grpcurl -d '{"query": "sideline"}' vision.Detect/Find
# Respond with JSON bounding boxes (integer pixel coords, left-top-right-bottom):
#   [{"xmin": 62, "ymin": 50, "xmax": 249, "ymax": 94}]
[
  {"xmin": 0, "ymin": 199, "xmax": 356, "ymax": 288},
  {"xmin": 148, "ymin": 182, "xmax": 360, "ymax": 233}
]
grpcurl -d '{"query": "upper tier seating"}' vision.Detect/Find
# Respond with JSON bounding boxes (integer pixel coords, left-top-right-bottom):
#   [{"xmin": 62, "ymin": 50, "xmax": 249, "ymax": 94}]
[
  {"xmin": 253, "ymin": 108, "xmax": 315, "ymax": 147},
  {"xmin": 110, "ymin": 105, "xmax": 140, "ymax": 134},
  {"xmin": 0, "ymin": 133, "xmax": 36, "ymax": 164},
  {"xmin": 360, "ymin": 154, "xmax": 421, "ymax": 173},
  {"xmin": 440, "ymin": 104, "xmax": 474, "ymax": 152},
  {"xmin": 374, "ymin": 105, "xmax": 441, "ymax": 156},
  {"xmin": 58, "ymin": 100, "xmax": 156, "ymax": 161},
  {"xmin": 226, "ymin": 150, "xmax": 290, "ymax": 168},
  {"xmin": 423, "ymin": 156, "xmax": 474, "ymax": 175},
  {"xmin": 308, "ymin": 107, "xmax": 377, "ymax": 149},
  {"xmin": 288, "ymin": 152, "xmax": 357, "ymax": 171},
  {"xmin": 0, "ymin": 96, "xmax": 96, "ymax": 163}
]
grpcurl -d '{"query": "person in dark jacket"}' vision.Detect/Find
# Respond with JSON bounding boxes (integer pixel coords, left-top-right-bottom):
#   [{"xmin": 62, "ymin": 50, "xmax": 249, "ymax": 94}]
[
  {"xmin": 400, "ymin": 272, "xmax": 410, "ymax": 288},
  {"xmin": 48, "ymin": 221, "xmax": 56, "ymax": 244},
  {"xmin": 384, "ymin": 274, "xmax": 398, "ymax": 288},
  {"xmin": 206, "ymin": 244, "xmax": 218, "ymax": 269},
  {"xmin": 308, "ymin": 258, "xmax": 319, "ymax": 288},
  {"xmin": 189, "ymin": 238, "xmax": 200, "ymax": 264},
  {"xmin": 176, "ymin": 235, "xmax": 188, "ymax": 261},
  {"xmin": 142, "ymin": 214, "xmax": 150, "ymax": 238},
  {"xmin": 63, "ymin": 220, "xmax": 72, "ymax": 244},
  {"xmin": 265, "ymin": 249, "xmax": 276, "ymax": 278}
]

Task requirements: Gather every line in the entries above that contains the string "Detect". Case counts, so a line matches only when the capitalization is identical.

Completed exercise:
grpcurl -d '{"query": "sideline"}' vision.Detect/Find
grpcurl -d '{"query": "upper tier seating"}' vision.Detect/Find
grpcurl -d '{"query": "person in dark jacket"}' vision.Detect/Find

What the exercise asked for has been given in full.